• **Ce qu'il faut faire**
D'après le texte sur la publicité aux États-Unis, combien de postes de radio le pays compte-t-il en 1929 ?

La consommation de masse va de pair avec le développement de la publicité. La publicité apparait dans cette société américaine en réponse à un souci économique évident : écouler la production, trouver des débouchés. À travers la publicité, dont le but est d’attirer vers « son produit » les consommateurs, les vendeurs se livrent à une concurrence impitoyable. On assiste à la création de nouveaux "besoins" de consommation. La publicité est l’outil clé de cette création : la part de la publicité dans le PNB américain passe de 360 millions de dollars en 1890 à plus de 3 milliards en 1929[15]. Cette publicité trouve de nombreux supports : elle peut occuper jusqu’à 2/3 des journaux et magazines et se place comme leur principale source de revenu. Elle s’impose rapidement sur d’autres supports comme les ondes radiophoniques dites TSF (Transmission sans fil). Ainsi, la diffusion de musique est régulièrement entrecoupée de messages publicitaires. Cette publicité a un impact d’autant plus fort qu’en 1929, on compte 10 millions de poste de radio aux États-Unis. Les messages publicitaires sont de plus en plus élaborés, les publicitaires font désormais appel à des psychologues pour adapter et affiner leurs messages médiatiques. Les campagnes publicitaires se développent de plus en plus à l'échelle nationale. Les publicitaires expérimentent de nouveaux designs et cherchent des photographies toujours plus réalistes pour convaincre le consommateur[16]. Ainsi, les publicitaires travaillent à la construction de nouveaux « besoins » : faisant intervenir à cet effet témoignages, ou célébrités de l’époque[17]. Ce développement de la publicité participe d’une nouvelle « idéologie du business» qui prend forme pendant la période[18].

• **Enregistrements fournis**
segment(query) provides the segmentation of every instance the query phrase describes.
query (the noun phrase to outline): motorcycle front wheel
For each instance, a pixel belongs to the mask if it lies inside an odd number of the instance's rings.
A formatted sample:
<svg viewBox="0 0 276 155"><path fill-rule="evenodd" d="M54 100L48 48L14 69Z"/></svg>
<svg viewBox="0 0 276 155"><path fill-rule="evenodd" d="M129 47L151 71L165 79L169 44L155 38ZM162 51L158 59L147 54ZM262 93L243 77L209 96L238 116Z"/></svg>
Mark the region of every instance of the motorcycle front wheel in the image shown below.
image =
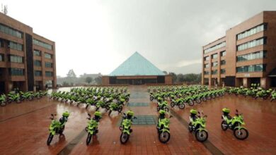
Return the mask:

• **Résultat**
10 millions.